■ **MATERIAL PROVIDED**
━━━━━━━━━━━━━━━━━━━━━━━━━━━━━━
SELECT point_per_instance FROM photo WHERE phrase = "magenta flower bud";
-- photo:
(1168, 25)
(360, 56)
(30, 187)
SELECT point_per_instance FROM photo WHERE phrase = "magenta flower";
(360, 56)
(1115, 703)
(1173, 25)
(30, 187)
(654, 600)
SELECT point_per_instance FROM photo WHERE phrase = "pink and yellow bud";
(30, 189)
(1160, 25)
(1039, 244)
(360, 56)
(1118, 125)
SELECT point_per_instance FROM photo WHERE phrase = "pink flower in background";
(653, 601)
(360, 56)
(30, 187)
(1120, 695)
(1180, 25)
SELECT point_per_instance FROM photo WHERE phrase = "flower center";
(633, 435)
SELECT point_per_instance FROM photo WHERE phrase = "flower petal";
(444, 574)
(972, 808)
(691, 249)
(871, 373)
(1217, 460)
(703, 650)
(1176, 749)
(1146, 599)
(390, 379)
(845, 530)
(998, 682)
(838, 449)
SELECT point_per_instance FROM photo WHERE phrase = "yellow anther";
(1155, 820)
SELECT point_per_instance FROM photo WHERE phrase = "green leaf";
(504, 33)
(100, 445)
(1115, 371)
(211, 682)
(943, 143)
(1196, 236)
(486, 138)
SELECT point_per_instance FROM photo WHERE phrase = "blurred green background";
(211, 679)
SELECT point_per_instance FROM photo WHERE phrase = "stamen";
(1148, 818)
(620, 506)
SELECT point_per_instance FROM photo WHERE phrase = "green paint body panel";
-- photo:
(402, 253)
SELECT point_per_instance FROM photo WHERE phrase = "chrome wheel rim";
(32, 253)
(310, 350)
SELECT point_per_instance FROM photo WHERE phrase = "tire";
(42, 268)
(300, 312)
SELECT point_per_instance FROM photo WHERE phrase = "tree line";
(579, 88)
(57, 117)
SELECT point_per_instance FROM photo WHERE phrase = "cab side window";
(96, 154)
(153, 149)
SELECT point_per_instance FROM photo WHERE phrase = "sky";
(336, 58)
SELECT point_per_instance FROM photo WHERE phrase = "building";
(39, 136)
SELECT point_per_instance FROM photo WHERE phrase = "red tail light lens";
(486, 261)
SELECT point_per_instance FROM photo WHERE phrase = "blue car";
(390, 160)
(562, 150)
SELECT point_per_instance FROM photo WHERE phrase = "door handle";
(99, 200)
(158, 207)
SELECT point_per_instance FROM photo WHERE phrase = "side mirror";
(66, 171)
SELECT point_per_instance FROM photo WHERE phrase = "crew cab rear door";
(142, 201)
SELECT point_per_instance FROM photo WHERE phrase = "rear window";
━━━━━━━━━━━━━━━━━━━━━━━━━━━━━━
■ **ACTIVITY**
Everything in the listing should be written out again exactly.

■ **EXERCISE RESPONSE**
SELECT point_per_instance FROM photo WHERE phrase = "magenta flower bud";
-- photo:
(1168, 25)
(360, 56)
(30, 187)
SELECT point_per_instance FROM photo WHERE phrase = "magenta flower";
(360, 56)
(1115, 703)
(1173, 25)
(30, 187)
(654, 600)
SELECT point_per_instance FROM photo WHERE phrase = "pink and yellow bud";
(30, 189)
(1160, 25)
(1039, 244)
(360, 56)
(1118, 125)
SELECT point_per_instance FROM photo WHERE phrase = "pink flower in background";
(653, 601)
(360, 56)
(30, 187)
(1120, 695)
(1180, 25)
SELECT point_per_instance FROM photo WHERE phrase = "flower center";
(633, 435)
SELECT point_per_instance FROM photo WHERE phrase = "flower petal";
(444, 574)
(972, 808)
(691, 249)
(871, 373)
(1217, 460)
(703, 650)
(1176, 749)
(1146, 599)
(390, 379)
(845, 530)
(998, 682)
(838, 449)
SELECT point_per_instance FROM photo WHERE phrase = "yellow anther";
(1155, 820)
SELECT point_per_instance FROM photo WHERE phrase = "green leaf";
(504, 33)
(100, 445)
(1115, 371)
(211, 682)
(943, 143)
(1196, 236)
(486, 138)
SELECT point_per_instance FROM photo WHERE phrase = "blurred green background";
(211, 679)
SELECT point_per_instance FROM photo WHERE phrase = "stamen";
(1148, 818)
(620, 506)
SELECT point_per_instance FROM photo WHERE phrase = "green paint body panel";
-- photo:
(402, 253)
SELECT point_per_instance FROM photo WHERE phrase = "chrome wheel rim";
(32, 253)
(310, 350)
SELECT point_per_instance FROM photo WHERE phrase = "tire";
(42, 268)
(300, 312)
SELECT point_per_instance FROM photo WHERE phrase = "tree line";
(579, 88)
(57, 117)
SELECT point_per_instance FROM photo WHERE phrase = "cab side window";
(96, 154)
(153, 149)
SELECT point_per_instance FROM photo WHERE phrase = "sky";
(336, 58)
SELECT point_per_instance FROM photo WHERE phrase = "building";
(39, 136)
SELECT point_per_instance FROM photo WHERE phrase = "red tail light lens";
(486, 261)
SELECT point_per_instance FROM photo WHERE phrase = "blue car";
(390, 160)
(562, 150)
SELECT point_per_instance FROM photo WHERE phrase = "door handle";
(99, 200)
(158, 207)
SELECT point_per_instance FROM photo WHERE phrase = "side mirror";
(66, 171)
SELECT point_per_instance FROM photo WHERE phrase = "crew cab rear door";
(142, 201)
SELECT point_per_instance FROM photo WHERE phrase = "rear window";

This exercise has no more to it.